━━━ RECORDED INFORMATION

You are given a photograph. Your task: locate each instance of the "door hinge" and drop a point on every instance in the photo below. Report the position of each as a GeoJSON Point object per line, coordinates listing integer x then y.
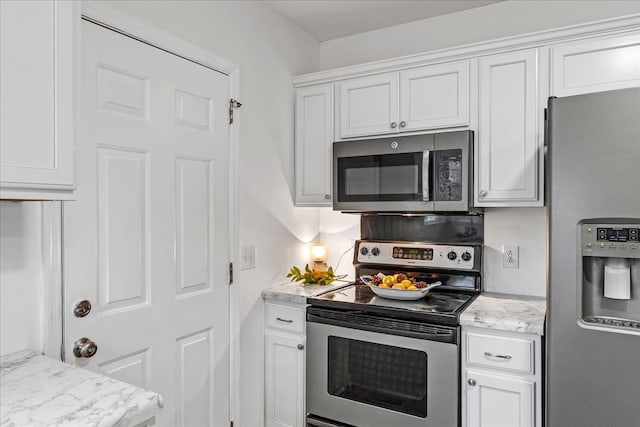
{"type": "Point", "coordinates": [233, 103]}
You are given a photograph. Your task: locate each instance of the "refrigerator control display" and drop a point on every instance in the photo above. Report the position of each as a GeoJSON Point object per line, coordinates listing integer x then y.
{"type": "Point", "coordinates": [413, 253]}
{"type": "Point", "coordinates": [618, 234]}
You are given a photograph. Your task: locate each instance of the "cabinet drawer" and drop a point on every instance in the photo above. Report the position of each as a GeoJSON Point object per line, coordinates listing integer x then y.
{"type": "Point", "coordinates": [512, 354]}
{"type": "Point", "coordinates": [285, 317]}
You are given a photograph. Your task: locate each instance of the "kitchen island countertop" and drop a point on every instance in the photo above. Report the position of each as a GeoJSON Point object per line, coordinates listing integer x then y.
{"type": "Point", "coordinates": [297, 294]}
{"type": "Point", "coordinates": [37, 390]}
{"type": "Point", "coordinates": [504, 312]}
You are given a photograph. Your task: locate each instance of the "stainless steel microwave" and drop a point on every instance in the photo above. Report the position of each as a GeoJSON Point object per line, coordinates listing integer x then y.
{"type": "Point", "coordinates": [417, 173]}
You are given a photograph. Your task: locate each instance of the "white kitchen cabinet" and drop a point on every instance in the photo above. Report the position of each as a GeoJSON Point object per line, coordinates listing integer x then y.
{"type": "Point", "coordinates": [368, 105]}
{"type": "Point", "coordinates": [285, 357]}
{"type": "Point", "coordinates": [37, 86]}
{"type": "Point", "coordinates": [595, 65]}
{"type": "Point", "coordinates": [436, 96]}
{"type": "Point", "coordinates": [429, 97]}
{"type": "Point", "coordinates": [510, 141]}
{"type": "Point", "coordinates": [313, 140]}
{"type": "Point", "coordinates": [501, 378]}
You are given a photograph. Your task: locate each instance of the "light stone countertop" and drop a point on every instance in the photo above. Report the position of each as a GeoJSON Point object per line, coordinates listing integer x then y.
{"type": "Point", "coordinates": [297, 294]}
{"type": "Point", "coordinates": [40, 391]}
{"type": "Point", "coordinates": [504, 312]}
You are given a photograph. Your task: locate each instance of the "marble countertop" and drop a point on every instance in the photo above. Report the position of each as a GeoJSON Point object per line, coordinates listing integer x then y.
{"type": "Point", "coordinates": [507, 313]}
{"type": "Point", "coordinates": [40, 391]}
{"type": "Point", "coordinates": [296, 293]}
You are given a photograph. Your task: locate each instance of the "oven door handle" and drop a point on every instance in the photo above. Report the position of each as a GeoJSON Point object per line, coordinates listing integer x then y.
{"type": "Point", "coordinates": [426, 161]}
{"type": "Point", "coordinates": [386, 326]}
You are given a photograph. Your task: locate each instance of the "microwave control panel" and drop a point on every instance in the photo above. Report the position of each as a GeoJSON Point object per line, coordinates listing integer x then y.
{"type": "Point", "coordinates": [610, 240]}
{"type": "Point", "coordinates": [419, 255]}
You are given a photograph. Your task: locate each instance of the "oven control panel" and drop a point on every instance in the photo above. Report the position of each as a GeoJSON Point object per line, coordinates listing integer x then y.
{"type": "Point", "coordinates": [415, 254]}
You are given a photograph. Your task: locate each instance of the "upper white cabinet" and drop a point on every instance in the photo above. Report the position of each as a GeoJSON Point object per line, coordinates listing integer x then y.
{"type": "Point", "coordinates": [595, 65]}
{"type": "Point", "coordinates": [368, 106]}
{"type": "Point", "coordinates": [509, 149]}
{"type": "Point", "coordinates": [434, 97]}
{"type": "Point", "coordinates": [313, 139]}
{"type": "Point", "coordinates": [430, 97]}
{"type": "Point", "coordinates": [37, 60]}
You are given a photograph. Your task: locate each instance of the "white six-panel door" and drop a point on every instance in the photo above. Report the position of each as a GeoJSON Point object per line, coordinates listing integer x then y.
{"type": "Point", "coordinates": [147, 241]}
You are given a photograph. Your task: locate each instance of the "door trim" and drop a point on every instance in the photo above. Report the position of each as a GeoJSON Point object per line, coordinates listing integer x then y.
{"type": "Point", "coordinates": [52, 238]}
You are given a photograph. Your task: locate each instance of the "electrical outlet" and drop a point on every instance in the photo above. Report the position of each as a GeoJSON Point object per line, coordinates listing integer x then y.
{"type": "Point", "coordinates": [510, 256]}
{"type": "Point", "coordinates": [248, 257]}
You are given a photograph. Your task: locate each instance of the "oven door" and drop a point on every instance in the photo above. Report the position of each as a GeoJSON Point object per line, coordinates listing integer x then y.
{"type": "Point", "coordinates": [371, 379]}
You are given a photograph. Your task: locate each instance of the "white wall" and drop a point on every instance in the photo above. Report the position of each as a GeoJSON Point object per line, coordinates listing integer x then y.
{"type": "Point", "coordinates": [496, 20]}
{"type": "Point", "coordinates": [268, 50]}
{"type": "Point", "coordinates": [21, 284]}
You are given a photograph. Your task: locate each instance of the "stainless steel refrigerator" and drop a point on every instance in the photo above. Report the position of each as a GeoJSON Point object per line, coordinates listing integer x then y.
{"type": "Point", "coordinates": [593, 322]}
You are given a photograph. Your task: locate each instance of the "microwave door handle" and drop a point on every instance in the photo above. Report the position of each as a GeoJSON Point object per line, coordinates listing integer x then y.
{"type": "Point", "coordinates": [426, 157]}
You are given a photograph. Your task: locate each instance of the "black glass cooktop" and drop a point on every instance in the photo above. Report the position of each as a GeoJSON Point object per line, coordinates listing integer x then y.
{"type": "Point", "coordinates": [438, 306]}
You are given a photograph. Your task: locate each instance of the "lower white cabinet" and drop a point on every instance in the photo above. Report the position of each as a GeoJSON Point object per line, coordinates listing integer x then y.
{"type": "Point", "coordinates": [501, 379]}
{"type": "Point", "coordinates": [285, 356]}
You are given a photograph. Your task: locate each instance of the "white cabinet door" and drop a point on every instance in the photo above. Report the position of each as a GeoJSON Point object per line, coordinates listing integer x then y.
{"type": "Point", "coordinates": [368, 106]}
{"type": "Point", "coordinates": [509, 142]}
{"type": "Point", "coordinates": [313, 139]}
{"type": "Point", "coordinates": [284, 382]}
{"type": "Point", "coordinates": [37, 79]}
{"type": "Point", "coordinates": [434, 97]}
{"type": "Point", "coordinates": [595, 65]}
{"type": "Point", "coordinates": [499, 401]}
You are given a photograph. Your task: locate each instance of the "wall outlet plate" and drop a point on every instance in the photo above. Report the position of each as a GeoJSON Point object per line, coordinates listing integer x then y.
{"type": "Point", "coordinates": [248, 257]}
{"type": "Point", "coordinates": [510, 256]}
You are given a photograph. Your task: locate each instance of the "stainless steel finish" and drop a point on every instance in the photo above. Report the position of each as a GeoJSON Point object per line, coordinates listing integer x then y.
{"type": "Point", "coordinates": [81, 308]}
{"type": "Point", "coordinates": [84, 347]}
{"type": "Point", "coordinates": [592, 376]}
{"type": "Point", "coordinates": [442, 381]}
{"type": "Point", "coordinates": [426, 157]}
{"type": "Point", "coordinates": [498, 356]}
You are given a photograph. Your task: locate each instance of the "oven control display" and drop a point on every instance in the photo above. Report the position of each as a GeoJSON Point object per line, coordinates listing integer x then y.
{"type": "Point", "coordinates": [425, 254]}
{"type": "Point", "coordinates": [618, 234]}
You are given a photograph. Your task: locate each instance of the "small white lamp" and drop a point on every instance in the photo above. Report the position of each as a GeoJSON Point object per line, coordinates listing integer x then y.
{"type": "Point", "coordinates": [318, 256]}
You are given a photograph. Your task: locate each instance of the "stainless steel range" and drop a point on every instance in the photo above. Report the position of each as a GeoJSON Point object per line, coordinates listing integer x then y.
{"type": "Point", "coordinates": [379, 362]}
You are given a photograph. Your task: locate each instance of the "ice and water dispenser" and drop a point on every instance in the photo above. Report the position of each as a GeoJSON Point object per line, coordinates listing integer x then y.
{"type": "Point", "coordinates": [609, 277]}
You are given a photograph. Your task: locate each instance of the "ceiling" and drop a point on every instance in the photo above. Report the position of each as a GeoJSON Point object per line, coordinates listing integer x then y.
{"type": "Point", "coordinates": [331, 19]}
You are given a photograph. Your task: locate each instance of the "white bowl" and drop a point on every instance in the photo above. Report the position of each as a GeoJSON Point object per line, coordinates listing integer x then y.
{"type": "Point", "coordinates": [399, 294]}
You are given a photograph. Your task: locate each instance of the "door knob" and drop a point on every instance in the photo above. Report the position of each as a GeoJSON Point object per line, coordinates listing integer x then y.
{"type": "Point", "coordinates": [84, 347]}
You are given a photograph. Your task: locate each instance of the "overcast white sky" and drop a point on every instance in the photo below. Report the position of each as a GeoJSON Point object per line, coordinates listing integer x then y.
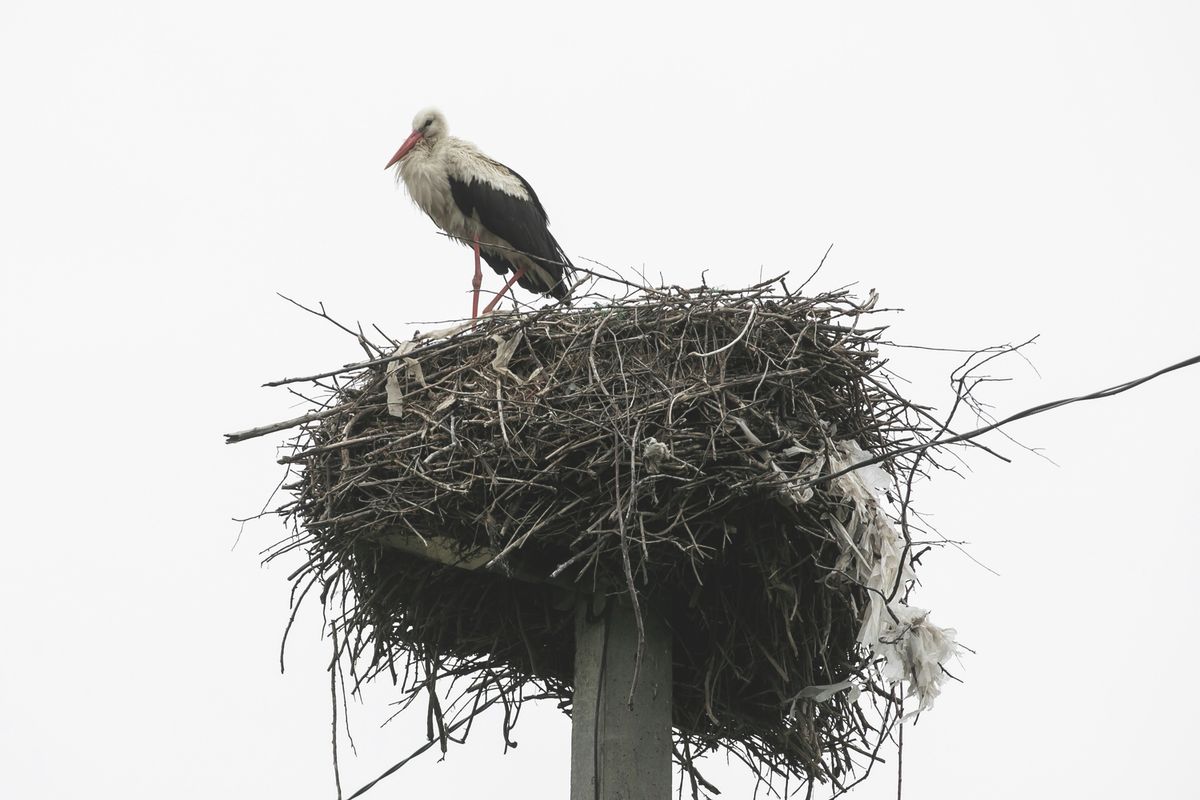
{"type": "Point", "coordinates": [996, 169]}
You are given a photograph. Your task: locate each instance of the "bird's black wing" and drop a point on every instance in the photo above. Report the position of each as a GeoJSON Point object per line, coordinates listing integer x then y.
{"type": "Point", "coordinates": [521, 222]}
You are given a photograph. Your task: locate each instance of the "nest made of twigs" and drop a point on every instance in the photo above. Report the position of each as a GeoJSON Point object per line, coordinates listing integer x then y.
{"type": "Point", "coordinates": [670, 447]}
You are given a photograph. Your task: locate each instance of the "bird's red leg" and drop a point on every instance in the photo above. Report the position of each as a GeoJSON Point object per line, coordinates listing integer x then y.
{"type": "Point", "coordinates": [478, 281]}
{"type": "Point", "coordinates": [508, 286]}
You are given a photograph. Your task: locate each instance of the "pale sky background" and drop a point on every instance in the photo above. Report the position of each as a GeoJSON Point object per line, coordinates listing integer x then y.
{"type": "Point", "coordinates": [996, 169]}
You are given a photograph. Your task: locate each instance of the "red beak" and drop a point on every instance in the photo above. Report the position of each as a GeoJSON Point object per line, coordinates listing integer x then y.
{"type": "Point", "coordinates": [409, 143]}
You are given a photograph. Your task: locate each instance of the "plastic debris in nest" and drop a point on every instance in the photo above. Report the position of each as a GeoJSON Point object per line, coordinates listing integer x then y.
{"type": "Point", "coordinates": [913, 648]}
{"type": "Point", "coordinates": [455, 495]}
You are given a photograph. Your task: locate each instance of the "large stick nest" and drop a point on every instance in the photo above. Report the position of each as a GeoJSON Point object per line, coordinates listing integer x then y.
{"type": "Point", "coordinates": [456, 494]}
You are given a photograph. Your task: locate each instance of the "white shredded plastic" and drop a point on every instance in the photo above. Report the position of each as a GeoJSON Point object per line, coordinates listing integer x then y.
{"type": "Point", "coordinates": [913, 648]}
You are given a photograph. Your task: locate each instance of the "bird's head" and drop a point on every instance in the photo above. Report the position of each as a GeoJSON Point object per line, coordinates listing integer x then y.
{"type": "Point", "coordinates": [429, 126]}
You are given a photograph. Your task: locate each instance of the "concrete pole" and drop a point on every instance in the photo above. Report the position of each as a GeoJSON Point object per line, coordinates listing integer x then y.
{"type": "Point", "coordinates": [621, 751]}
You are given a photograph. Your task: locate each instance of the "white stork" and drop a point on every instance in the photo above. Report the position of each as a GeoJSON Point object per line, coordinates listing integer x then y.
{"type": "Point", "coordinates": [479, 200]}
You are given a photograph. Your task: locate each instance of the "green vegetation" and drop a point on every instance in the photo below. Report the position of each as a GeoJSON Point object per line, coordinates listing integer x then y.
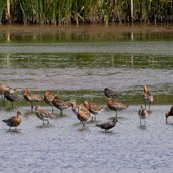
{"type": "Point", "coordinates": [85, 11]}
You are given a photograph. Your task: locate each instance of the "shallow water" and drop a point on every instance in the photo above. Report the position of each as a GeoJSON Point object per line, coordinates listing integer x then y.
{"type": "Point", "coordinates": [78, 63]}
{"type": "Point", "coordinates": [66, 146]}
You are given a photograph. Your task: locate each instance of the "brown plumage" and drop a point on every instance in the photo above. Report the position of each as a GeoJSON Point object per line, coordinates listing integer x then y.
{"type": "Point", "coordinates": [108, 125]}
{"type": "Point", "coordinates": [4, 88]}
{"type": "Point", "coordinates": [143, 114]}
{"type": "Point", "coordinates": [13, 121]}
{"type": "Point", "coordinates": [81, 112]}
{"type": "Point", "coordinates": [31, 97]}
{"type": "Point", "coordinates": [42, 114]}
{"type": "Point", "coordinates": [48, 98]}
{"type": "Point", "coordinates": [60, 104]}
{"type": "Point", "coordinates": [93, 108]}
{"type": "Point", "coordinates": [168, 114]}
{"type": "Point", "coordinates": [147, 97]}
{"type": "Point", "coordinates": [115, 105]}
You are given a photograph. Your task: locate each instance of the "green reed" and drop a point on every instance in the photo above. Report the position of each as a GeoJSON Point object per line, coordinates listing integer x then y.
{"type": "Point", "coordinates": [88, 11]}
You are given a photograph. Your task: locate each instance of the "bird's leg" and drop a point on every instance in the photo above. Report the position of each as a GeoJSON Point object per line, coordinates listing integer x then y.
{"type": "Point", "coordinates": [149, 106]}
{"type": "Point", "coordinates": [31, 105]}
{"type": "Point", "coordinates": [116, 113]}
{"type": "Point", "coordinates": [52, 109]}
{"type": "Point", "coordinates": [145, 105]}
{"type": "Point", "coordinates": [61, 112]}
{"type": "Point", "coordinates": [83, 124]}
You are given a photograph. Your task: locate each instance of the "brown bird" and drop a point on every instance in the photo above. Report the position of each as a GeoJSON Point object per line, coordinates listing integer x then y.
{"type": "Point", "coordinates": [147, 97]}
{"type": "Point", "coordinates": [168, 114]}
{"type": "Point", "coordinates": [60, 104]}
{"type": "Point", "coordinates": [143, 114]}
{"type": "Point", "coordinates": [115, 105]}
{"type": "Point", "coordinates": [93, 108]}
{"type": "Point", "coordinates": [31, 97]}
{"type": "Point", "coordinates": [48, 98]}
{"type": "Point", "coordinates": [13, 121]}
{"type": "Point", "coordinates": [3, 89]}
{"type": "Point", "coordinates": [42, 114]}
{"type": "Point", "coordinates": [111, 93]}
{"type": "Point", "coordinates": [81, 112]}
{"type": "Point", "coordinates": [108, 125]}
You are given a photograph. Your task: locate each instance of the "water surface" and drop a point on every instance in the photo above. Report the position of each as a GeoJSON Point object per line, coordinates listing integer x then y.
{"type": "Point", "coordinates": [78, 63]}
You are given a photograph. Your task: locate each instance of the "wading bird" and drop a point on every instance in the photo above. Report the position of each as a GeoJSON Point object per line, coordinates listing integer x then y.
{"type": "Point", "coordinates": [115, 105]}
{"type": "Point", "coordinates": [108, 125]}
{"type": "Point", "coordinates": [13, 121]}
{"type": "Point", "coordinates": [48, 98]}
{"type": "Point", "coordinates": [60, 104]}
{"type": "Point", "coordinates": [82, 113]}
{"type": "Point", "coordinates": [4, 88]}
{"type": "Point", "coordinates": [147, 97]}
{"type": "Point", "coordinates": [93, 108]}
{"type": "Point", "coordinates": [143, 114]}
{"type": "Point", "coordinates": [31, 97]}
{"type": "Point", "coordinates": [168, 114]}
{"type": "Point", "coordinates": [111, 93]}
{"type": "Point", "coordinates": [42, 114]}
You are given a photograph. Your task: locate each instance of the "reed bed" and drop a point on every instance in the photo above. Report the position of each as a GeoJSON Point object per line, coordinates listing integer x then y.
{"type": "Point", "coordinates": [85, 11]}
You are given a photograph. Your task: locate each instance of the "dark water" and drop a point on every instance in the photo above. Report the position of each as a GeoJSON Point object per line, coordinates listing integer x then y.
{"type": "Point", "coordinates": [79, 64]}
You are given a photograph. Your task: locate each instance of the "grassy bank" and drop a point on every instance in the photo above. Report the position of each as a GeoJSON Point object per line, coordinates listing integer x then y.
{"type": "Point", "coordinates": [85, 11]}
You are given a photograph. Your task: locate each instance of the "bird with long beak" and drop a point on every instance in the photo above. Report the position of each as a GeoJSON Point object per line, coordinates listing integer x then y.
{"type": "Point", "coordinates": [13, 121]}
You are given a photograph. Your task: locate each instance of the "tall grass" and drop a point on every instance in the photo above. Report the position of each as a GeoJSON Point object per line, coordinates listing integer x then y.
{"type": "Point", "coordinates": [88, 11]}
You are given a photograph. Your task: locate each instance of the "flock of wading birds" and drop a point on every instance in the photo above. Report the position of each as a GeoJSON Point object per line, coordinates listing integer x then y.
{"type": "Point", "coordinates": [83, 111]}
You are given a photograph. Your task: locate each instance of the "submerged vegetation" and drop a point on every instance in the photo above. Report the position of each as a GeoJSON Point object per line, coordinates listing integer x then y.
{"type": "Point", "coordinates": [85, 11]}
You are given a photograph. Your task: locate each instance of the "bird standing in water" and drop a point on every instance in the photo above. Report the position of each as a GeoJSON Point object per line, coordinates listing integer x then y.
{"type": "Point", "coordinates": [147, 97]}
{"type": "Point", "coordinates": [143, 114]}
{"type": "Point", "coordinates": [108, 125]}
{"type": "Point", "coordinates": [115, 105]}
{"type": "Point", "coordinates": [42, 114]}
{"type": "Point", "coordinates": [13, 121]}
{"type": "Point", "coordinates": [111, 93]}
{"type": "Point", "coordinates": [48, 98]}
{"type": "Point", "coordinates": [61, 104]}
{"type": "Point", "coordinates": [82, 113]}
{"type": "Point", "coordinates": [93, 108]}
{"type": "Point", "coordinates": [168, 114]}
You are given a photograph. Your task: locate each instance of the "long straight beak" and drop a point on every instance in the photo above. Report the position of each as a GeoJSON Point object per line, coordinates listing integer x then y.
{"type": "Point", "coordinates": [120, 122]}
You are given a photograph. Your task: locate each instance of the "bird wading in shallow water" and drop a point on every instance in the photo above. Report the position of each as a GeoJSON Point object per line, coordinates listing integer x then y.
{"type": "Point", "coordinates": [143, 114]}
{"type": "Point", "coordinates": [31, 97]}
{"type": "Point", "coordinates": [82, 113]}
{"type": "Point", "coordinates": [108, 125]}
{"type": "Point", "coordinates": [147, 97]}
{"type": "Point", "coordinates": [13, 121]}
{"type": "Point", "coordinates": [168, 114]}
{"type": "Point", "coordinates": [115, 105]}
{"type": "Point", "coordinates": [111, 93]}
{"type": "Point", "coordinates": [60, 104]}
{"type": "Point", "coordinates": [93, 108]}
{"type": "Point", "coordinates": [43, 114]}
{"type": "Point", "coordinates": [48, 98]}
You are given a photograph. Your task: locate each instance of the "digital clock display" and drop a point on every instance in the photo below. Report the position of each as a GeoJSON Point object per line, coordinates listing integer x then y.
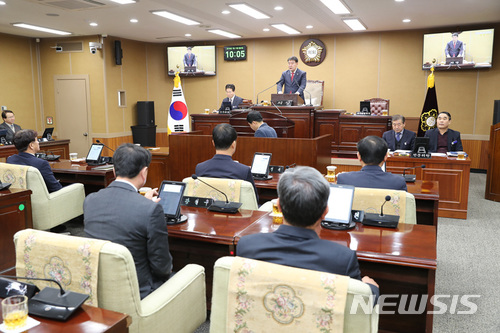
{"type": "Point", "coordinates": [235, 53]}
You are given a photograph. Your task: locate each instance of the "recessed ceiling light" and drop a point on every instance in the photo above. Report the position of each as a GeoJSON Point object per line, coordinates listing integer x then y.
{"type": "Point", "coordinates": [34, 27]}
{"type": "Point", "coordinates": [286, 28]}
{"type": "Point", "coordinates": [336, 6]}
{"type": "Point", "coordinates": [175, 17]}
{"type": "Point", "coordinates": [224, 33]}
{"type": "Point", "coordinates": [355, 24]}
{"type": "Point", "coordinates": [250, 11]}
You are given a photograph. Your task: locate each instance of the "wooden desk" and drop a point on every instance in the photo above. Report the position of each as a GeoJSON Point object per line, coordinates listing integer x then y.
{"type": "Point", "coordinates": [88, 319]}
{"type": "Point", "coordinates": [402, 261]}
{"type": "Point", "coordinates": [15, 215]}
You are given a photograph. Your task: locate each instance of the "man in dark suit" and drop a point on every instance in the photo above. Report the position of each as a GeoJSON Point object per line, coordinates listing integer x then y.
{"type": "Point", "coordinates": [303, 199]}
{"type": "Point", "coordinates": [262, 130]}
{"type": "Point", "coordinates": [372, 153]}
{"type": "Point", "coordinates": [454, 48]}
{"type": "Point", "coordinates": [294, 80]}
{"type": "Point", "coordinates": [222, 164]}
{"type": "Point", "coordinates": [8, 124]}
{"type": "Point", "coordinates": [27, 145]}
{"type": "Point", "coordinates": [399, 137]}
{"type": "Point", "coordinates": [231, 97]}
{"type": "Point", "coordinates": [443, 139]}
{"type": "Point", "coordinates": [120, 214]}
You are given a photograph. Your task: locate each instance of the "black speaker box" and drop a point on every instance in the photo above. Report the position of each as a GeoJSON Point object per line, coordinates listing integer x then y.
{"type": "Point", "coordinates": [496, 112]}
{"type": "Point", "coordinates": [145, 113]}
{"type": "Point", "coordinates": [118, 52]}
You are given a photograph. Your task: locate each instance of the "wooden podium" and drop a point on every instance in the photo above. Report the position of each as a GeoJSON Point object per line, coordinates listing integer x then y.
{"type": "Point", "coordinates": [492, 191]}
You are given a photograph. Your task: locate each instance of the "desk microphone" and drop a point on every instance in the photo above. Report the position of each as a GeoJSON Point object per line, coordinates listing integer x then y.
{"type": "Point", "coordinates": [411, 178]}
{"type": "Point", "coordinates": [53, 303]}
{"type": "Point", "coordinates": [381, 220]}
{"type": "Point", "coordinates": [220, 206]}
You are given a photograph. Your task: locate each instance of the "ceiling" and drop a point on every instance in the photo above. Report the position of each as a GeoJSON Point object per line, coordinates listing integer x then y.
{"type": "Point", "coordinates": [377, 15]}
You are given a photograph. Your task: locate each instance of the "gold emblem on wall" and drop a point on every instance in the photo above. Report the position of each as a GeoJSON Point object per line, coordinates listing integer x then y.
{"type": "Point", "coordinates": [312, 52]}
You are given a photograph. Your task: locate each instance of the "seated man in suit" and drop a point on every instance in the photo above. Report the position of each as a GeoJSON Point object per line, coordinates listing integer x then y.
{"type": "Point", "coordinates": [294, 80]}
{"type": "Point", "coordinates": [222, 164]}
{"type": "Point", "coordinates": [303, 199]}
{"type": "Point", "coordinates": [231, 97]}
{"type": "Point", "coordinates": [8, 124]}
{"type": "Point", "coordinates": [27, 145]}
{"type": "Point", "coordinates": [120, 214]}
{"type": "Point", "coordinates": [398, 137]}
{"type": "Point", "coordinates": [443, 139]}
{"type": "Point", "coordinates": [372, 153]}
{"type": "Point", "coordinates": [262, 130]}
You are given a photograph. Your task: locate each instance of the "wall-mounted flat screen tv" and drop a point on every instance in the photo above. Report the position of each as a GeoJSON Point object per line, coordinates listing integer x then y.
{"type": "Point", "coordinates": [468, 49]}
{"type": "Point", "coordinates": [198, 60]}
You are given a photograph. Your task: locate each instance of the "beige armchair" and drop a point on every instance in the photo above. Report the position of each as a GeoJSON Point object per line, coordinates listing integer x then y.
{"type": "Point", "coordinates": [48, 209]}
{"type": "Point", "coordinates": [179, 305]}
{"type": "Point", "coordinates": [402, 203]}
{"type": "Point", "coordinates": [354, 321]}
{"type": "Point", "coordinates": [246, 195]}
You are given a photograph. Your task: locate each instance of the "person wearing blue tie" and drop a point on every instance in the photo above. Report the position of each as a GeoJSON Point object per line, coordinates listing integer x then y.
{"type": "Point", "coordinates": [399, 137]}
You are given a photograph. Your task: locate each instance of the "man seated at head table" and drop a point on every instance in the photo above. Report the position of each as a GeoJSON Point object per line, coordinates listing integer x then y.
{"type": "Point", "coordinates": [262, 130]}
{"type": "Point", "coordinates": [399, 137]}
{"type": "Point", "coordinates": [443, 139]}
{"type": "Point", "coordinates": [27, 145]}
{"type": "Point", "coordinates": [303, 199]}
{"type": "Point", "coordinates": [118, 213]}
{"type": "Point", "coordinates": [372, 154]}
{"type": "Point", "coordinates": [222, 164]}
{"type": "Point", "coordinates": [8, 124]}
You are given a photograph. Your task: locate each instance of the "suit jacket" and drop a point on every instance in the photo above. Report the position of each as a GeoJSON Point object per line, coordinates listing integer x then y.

━━━━━━

Pull out every line of the listing above that contains the word "refrigerator", copying each one in full. Only matches with the same capitalization count.

__RESPONSE TO THE TASK__
You are given a photograph. Your task: locate each instance of the "refrigerator control display" and drop a point on every instance in the photo above. Report the position of each as a GeoJSON Point object per line, coordinates listing integer x then y.
You are given a photograph. Your task: locate each instance of the "stainless steel refrigerator" and drop a point on every instance in the photo above. Report the position of each as a GeoJSON Point object per line, coordinates listing integer x then y.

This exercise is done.